**TASK GOAL**
Where the word "grass" occurs in a line of the listing below, copy that line.
◇ ◇ ◇ ◇
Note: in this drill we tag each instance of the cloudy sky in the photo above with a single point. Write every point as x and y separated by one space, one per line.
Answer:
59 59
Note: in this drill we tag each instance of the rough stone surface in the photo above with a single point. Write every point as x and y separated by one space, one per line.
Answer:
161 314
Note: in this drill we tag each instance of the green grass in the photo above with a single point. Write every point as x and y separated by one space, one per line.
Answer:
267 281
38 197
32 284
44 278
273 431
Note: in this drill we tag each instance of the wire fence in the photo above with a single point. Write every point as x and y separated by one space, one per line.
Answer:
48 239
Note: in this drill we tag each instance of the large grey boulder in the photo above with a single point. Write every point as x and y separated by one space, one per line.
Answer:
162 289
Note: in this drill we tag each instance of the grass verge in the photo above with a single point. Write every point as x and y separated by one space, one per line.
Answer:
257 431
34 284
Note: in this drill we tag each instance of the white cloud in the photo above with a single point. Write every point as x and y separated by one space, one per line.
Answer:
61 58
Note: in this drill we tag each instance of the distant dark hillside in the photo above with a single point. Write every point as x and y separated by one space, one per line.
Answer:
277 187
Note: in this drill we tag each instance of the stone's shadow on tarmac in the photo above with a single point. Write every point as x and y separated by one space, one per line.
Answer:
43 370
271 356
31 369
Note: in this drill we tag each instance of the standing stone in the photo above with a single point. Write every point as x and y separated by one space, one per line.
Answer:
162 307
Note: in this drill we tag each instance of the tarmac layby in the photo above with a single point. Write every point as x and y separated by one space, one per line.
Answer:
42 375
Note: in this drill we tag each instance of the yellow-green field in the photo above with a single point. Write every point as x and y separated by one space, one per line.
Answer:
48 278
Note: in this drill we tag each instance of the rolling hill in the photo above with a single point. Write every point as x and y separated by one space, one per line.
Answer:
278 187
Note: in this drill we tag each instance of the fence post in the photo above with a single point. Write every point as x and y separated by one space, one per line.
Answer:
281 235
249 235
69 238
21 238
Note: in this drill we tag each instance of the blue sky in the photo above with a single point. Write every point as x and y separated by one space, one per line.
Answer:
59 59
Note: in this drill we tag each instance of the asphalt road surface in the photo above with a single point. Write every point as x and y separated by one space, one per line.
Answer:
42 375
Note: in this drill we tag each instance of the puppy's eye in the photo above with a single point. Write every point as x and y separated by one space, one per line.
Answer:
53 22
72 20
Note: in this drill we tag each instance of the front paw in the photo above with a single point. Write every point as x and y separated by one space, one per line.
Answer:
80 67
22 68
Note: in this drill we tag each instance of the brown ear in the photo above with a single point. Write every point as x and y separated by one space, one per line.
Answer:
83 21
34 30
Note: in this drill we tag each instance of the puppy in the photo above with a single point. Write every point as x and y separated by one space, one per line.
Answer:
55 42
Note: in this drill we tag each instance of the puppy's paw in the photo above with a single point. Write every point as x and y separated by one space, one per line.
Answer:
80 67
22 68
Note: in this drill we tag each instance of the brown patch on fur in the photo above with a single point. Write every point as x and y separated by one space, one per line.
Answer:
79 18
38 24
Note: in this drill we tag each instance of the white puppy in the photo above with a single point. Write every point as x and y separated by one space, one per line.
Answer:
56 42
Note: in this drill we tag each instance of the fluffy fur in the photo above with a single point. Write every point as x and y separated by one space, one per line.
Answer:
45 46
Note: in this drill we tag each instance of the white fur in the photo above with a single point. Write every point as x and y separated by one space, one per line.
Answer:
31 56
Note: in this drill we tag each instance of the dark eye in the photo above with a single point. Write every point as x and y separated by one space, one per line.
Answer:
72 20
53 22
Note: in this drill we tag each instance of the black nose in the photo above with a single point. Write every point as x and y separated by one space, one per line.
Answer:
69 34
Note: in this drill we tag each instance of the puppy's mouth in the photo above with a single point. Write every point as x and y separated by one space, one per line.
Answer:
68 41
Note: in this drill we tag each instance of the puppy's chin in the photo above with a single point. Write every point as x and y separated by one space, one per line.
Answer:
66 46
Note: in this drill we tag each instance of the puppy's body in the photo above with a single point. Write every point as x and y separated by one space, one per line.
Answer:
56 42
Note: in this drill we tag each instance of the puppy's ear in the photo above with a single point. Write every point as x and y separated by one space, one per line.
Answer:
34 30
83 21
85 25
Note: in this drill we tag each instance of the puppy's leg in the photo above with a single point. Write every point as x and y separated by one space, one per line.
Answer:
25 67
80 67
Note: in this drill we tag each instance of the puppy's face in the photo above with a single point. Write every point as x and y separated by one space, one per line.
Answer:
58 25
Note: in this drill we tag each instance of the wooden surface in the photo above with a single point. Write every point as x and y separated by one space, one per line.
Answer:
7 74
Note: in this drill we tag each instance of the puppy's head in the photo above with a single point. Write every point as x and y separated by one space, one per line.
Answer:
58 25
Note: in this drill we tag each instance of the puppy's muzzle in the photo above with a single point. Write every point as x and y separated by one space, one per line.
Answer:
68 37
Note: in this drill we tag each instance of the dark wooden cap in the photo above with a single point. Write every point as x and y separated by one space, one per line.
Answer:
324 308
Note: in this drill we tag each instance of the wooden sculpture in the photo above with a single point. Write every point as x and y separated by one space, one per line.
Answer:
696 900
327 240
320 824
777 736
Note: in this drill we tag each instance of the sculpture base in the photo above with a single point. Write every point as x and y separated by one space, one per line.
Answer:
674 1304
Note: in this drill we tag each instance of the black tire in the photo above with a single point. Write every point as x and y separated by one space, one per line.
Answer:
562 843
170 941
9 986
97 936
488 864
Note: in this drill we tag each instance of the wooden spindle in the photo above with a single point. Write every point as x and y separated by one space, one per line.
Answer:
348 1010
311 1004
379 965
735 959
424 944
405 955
◇ ◇ ◇ ◇
**EXERCISE SOLUTION**
Note: in this drill we tag each instance of the green grass in the photo above with a single point. Write every point as x and y separated by one space, one per line.
Note: in this drill we tag each instance of the grass verge in the photo above with a single point. Write every point as x and y separated by one space, one per line.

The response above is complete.